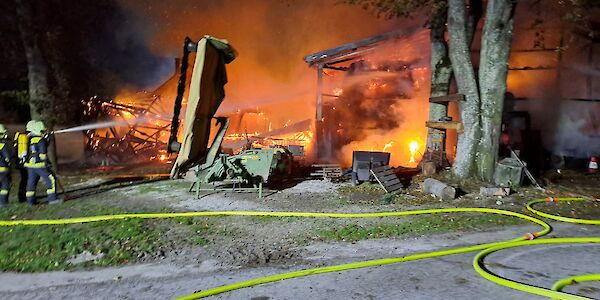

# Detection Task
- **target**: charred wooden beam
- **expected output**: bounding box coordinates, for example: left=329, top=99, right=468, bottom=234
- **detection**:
left=303, top=27, right=420, bottom=66
left=429, top=94, right=465, bottom=103
left=323, top=65, right=348, bottom=71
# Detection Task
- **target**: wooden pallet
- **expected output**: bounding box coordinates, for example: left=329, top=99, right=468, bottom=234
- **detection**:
left=370, top=165, right=403, bottom=193
left=311, top=164, right=343, bottom=179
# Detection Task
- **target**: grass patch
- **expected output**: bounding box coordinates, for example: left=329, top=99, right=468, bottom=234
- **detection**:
left=0, top=201, right=167, bottom=272
left=174, top=216, right=238, bottom=245
left=0, top=217, right=163, bottom=272
left=338, top=183, right=385, bottom=195
left=306, top=213, right=526, bottom=242
left=534, top=200, right=600, bottom=220
left=129, top=180, right=190, bottom=195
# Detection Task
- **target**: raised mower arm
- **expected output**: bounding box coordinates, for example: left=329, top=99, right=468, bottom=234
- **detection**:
left=167, top=37, right=197, bottom=154
left=168, top=36, right=237, bottom=178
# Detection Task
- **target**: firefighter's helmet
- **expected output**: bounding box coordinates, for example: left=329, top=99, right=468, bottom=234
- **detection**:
left=26, top=120, right=46, bottom=136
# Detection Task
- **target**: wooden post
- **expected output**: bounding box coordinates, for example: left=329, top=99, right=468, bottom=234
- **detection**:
left=316, top=64, right=323, bottom=121
left=315, top=64, right=324, bottom=160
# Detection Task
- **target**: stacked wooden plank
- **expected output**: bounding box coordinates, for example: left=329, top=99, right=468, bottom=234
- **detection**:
left=310, top=164, right=343, bottom=180
left=370, top=166, right=403, bottom=193
left=425, top=94, right=465, bottom=133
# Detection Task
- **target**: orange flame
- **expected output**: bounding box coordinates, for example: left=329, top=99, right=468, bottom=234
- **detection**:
left=382, top=141, right=394, bottom=152
left=408, top=140, right=420, bottom=164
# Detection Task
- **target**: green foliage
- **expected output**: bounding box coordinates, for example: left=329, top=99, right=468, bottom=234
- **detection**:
left=343, top=0, right=437, bottom=19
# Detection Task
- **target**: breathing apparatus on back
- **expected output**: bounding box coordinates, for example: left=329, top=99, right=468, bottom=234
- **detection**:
left=22, top=120, right=52, bottom=167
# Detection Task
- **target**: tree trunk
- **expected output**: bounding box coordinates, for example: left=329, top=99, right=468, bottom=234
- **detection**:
left=447, top=0, right=481, bottom=179
left=16, top=0, right=58, bottom=171
left=476, top=0, right=515, bottom=181
left=15, top=0, right=54, bottom=123
left=426, top=1, right=453, bottom=166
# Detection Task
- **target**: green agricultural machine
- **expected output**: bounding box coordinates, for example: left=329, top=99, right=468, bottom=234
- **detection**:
left=167, top=36, right=293, bottom=198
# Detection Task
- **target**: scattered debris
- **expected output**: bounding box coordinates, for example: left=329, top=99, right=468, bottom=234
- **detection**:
left=67, top=251, right=105, bottom=265
left=480, top=187, right=510, bottom=197
left=310, top=164, right=343, bottom=180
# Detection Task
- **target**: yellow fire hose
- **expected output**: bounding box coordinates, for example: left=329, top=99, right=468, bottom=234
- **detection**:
left=0, top=198, right=598, bottom=299
left=469, top=197, right=600, bottom=300
left=552, top=274, right=600, bottom=294
left=473, top=238, right=600, bottom=300
left=526, top=197, right=600, bottom=225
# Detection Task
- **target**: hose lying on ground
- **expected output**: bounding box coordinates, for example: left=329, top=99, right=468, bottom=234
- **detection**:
left=0, top=198, right=598, bottom=299
left=471, top=197, right=600, bottom=300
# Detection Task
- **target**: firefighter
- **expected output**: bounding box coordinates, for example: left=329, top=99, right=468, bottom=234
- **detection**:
left=24, top=120, right=60, bottom=205
left=0, top=124, right=12, bottom=207
left=14, top=131, right=29, bottom=202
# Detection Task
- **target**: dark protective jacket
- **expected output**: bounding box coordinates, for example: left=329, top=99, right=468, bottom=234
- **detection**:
left=0, top=139, right=13, bottom=171
left=24, top=135, right=50, bottom=168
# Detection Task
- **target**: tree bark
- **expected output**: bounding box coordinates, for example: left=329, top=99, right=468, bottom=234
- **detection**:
left=16, top=0, right=58, bottom=171
left=476, top=0, right=515, bottom=181
left=426, top=1, right=453, bottom=165
left=15, top=0, right=54, bottom=123
left=447, top=0, right=481, bottom=179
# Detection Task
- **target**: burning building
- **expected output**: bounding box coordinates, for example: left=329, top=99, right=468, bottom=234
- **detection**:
left=304, top=28, right=430, bottom=167
left=304, top=0, right=600, bottom=171
left=81, top=0, right=598, bottom=173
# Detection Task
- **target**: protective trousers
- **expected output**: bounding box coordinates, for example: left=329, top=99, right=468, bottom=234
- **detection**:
left=25, top=167, right=57, bottom=205
left=0, top=171, right=9, bottom=206
left=18, top=167, right=27, bottom=202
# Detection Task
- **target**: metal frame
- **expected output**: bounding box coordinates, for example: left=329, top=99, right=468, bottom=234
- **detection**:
left=190, top=180, right=264, bottom=199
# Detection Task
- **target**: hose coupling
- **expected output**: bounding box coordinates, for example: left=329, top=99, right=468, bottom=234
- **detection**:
left=545, top=197, right=557, bottom=202
left=524, top=232, right=538, bottom=240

__What the task asks__: The expected output is the full material above, unaltered, with pictures removed.

__Solution for this problem__:
# Detection Task
- **target**: charred wooden beam
- **expected output**: bounding box coordinates, for example: left=329, top=99, right=468, bottom=234
- **detection**:
left=303, top=27, right=420, bottom=66
left=429, top=94, right=465, bottom=103
left=323, top=65, right=348, bottom=71
# Detection Task
- **target**: wooden pallet
- **expected output**: bounding box coordinates, for example: left=329, top=99, right=468, bottom=234
- **detection**:
left=370, top=165, right=403, bottom=193
left=311, top=164, right=343, bottom=179
# Detection Task
- **target**: grass patch
- **expected output**: bounding box coordinates, for example: left=329, top=99, right=468, bottom=234
- **detection**:
left=0, top=201, right=167, bottom=272
left=174, top=216, right=238, bottom=245
left=0, top=217, right=163, bottom=272
left=338, top=183, right=385, bottom=195
left=306, top=213, right=526, bottom=242
left=534, top=200, right=600, bottom=220
left=129, top=180, right=190, bottom=195
# Detection Task
- **target**: raised mower arm
- **expected output**: bounding box coordinates, for example: left=329, top=99, right=468, bottom=234
- **detection**:
left=167, top=37, right=197, bottom=154
left=168, top=36, right=237, bottom=178
# Detection Task
- **target**: firefighter's helmet
- **expected output**: bounding box coordinates, for example: left=329, top=99, right=468, bottom=234
- **detection**:
left=26, top=120, right=46, bottom=136
# Detection Task
- **target**: wooden post
- **expected output**: bounding box coordinates, for example: left=329, top=99, right=468, bottom=234
- **detection**:
left=316, top=64, right=323, bottom=121
left=315, top=64, right=324, bottom=160
# Detection Task
- **target**: stacked wooden plank
- **expected output**: bounding box coordinates, for example: left=329, top=99, right=468, bottom=234
- **detection**:
left=310, top=164, right=343, bottom=180
left=370, top=166, right=403, bottom=193
left=425, top=94, right=465, bottom=133
# Detection Task
- **target**: orange flame
- **expected output**: bounding box coordinates, for example: left=329, top=99, right=468, bottom=234
- **detection**:
left=382, top=141, right=394, bottom=152
left=408, top=140, right=420, bottom=164
# Detection Task
- **target**: green foliage
- **expected output**: bounding box coordinates, for example: left=329, top=99, right=468, bottom=234
- **detection**:
left=343, top=0, right=437, bottom=19
# Detection Task
- **target**: breathing apparatus on back
- **expected output**: bounding box coordinates, for example: left=329, top=99, right=468, bottom=234
- **detection**:
left=22, top=120, right=52, bottom=167
# Detection Task
- **target**: tree trunk
- **expected output**: bounding box coordinates, for example: left=329, top=99, right=468, bottom=234
- **detection**:
left=447, top=0, right=481, bottom=179
left=16, top=0, right=58, bottom=171
left=476, top=0, right=515, bottom=181
left=15, top=0, right=54, bottom=123
left=426, top=1, right=453, bottom=166
# Detection Task
- **target**: green agricultural machine
- **expected output**: bounding box coordinates, for example: left=329, top=99, right=468, bottom=234
- **detection**:
left=167, top=36, right=293, bottom=198
# Detection Task
- **target**: scattered debris
- **expected output**: bounding box coordinates, for example: left=329, top=99, right=468, bottom=234
- **detection**:
left=67, top=251, right=105, bottom=265
left=480, top=187, right=510, bottom=197
left=310, top=164, right=343, bottom=180
# Detection Task
- **target**: yellow fire hose
- **expected output**: bounding box coordinates, for example: left=329, top=99, right=468, bottom=234
- **detection**:
left=0, top=198, right=598, bottom=299
left=469, top=197, right=600, bottom=300
left=552, top=274, right=600, bottom=294
left=473, top=238, right=600, bottom=300
left=526, top=197, right=600, bottom=225
# Detection Task
- **target**: hose lying on ground
- **expected output**: bounding box coordinates, for example: left=329, top=99, right=468, bottom=234
- **detection**:
left=0, top=198, right=598, bottom=299
left=471, top=197, right=600, bottom=300
# Detection Task
- **target**: firefighter
- **expected output**: bounding box coordinates, for example: left=329, top=99, right=468, bottom=234
- **detection**:
left=24, top=120, right=60, bottom=205
left=0, top=124, right=12, bottom=207
left=14, top=131, right=29, bottom=202
# Detection Task
- **target**: dark protective jacket
- **expected output**: bounding box coordinates, for example: left=329, top=99, right=468, bottom=234
- **detection**:
left=0, top=139, right=13, bottom=171
left=24, top=135, right=50, bottom=168
# Detection Task
- **target**: tree bark
- **expected output**: bounding box coordinates, for example: left=329, top=99, right=468, bottom=234
- **detection**:
left=16, top=0, right=58, bottom=171
left=476, top=0, right=515, bottom=181
left=426, top=1, right=453, bottom=165
left=15, top=0, right=54, bottom=123
left=447, top=0, right=481, bottom=179
# Detection Task
- **target**: burning building
- **expected output**: bounding box coordinates, for example: left=329, top=99, right=468, bottom=234
- **detection**:
left=304, top=28, right=430, bottom=167
left=304, top=0, right=600, bottom=171
left=81, top=0, right=598, bottom=173
# Detection Task
- **target**: protective trousers
- **expected output**: bounding box coordinates, for example: left=329, top=99, right=468, bottom=234
- **detection**:
left=25, top=167, right=57, bottom=205
left=0, top=171, right=9, bottom=206
left=18, top=167, right=27, bottom=202
# Detection Task
- **target**: metal frame
- **expected output**: bounding box coordinates, for example: left=329, top=99, right=468, bottom=234
- **detection**:
left=190, top=180, right=264, bottom=199
# Detection Task
- **target**: hose coupling
- **expected output**: bounding box coordinates, for example: left=329, top=99, right=468, bottom=234
- **detection**:
left=545, top=197, right=557, bottom=202
left=524, top=232, right=538, bottom=240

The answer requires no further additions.